- by Suki Mann
|iTraxx X-Over Index
|10 Yr Bund
|iBoxx Corp IG
|iBoxx Corp HY Index
|10 Yr US T-Bond
It’s in the back of our minds, only…
That was a difficult end to the quarter, if ever there was one. The stench of a potential global systemic financial mishap of almighty proportions is in the air. We don’t believe in the worst case scenario, but the drama could yet unfold into a crisis.
That drama is around Germany’s once finest institution – Deutsche Bank, where the potential for its demise is the hedge funds/fast players’ dream. They’re gunning for the bank, its CDS at over 250bp (5-year), its 6% CoCo at around all-time lows of 69c (at one stage on Friday), and its share price battered all combining to leave the institution battered and limping badly. €250bn of balance sheet liquidity won’t cut it.
The politicians have dug themselves a hole in how they might potentially bail-out the bank – if needed – given the massive regulation put in place post-2008. But, they’ll do it. If push comes to shove, they will have to, because they have no choice. We don’t profess any insight as to how the Deutsche Bank story will end, but we will be very surprised if it unravels uncontrollably into a systemic financial crisis.

§ REQUIRED WORK:
- a) In the Deutsche Bank commentary, how much balance sheet liquidity is said not to be enough?
- b) Continue the Deutsche Bank commentary from its final sentence.

(Stored records)
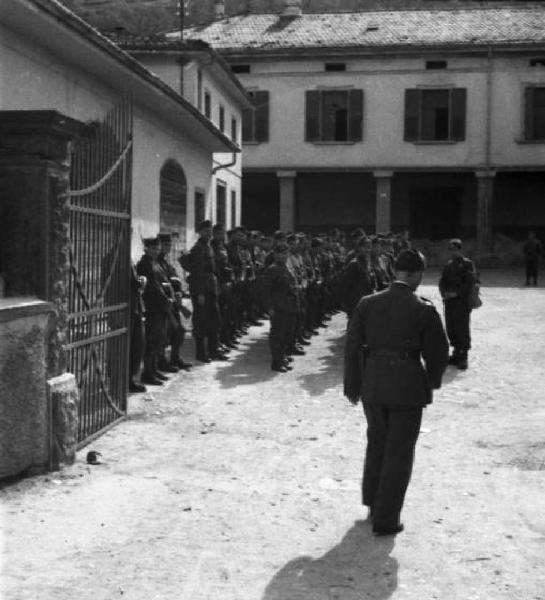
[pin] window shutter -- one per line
(312, 117)
(458, 101)
(248, 125)
(529, 130)
(262, 116)
(355, 108)
(412, 111)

§ WRITTEN ANSWERS:
- a) €250bn

- b)
If that worst-case happens, the bid for safe haven government bonds will rocket and yields plummet. Equities will collapse – everywhere. Corporate bonds will feel the pain too – but we don’t think necessarily as bad as they might have done had it been the 2008/9 era (that’s no consolation, admittedly). The CDO/Lehman systemic crash might pale into insignificance compared to a structurally more systemically important and significant an institution as Deutsche Bank going down. The euro currency’s viability will come under intense scrutiny – as will that of the Eurozone per se. And emerging markets will topple (debt, equity, other asset prices).
Worse, we would think that the policy response will not be as effective in containing any fallout as it was when the Lehman crisis flared up. We already have QE, we already have cut rates to the bone – well, we’re exposing the marrow – and governments are already very highly indebted. We can’t really add much more to that! Yes, you get the picture: Deutsche Bank is too big to fail.
Starting Q4 with a clean slate
Performance-wise, we start with a clean slate, although the aforementioned issues linger. Nevertheless, there was hope on Friday – as well as in reports over the weekend – that the Department of Justice fine for Deutsche would be reduced to under $6bn from $14bn which gave rise to a better close for risk assets. A fine is a fine, is a fine… but the structural issues remain and others will be dragged into it all in due course. Still, we reset the ticker and see how we will fare this quarter.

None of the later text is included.